##### Texte à lire #####

Opération Grand Saut

L'Opération Grand Saut (allemand : Unternehmen Weitsprung) est une opération allemande de la Seconde Guerre mondiale visant à assassiner simultanément Joseph Staline, Winston Churchill et Franklin Delano Roosevelt pendant la Conférence de Téhéran en 1943[1].

Opération Grand Saut

Pendant la Seconde Guerre mondiale

La cible : la conférence de Téhéran (1943).
Localisation Téhéran (Iran)
Planification  Reich allemand
Planifiée par Wilhelm Canaris et Walter Schellenberg
Cible Conférence de Téhéran
Date Octobre-novembre 1943
Issue Opération éventée par le contre-espionnage allié

L'opération

Première version

Otto Skorzeny, chargé par Hitler de monter cette opération, la déclare finalement irréalisable. Son chef s'entêtant, cette opération est montée conjointement par les services secrets de l'Abwehr, de l'amiral Canaris, et du Sicherheitsdienst du SS-Brigadeführer Walter Schellenberg.

Du 22 au , six groupes de parachutistes allemands, composés de criminels, tueurs professionnels, aventuriers, etc. de diverses nationalités atterrissent près de Qom et une soixantaine d'hommes, composée principalement de prisonniers de guerre soviétiques, tous en uniformes russes, est larguée dans les environs de Qazvin. Ce dernier groupe, noyauté par l'organisation communiste clandestine dans les camps de prisonniers, informa immédiatement le commandement soviétique. Le NKVD, ratissant large, arrêta au total 300 parachutistes qui furent transportés à Tabriz, dans le secteur soviétique, pour y être interrogés. Le groupe de Qom, quant à lui, gagna Téhéran sous la surveillance des services secrets britanniques.

#####

Consignes =>
1 – Répondez aux questions suivantes d'après le texte sur l'Opération Grand Saut :
(a) Qui a planifié l'opération ?
(b) Qui a jugé l'opération irréalisable ?
(c) Dans quelle ville les 300 parachutistes arrêtés ont-ils été transportés ?
2 – Reprenez le texte sur l'Opération Grand Saut juste après sa dernière phrase et poursuivez-le.

##### Matériel fourni #####

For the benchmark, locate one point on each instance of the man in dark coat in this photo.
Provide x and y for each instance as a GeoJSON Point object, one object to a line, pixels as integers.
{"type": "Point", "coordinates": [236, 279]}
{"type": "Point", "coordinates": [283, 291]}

#####

Réponses par consigne =>
1 –
(a) Wilhelm Canaris et Walter Schellenberg.
(b) Otto Skorzeny.
(c) À Tabriz.

2 –
Toutefois un groupe de six parachutistes, commandé par le sturmbannführer Rudolf von Holten-Pflug, n'avait pas atterri à l'endroit et parvint à Téhéran. Repéré par des informateurs, ce groupe est arrêté par les Britanniques[Quand ?]. Le , après la fin de la conférence, le groupe de Qom est également arrêté par les Britanniques[2].

Seconde version

L'opération montée pour tuer les « Trois Grands » en Iran allait être conduite par le SS Obersturmbannführer Otto Skorzeny de la Waffen-SS. Cependant, des agents de l'Union soviétique découvrirent le complot dès le début, et la mission ne fut donc pas lancée.

Controverse

Ce complot d'assassinat a été popularisé par les médias soviétiques avec des citations dans des films et des nouvelles. Cependant, de nombreux historiens supposent que ce complot n'a jamais existé mais est le résultat d'une campagne de désinformation soviétique lancée par le NKVD et relayée par le KGB[3].

Version soviétique

Début

Selon les services de renseignement soviétiques, les Services de renseignement allemands découvrirent qu'une conférence importante allait se tenir à Téhéran à la mi-, après avoir cassé un code secret de l'US Navy[4]. Sur la base de cette information, Adolf Hitler approuva un projet en vue de tuer les trois leaders alliés. Le contrôle opérationnel fut confié au SS Ernst Kaltenbrunner, chef de l'Office central de la sécurité du Reich, lequel choisit Otto Skorzeny pour diriger la mission. L'espion allemand Elyesa Bazna (nom de code "Ciceron"), à Ankara (Turquie) fut aussi incorporé dans l'opération.

Contre-espionnage

Otto Skorzeny en 1943

Le NKVD prétendit avoir rapidement découvert le complot malgré le secret nazi. Il déclara que le premier indice vint de l'agent soviétique Nikolaï Kouznetsov qui avait pris l'identité de Paul Siebert, un Oberleutnant de la Wehrmacht en Ukraine (pays occupé par les nazis). De Von Ortel, un SS-Sturmbannführer connu pour devenir bavard sous l'emprise de l'alcool, l'agent soviétique apprit beaucoup sur l'opération[5].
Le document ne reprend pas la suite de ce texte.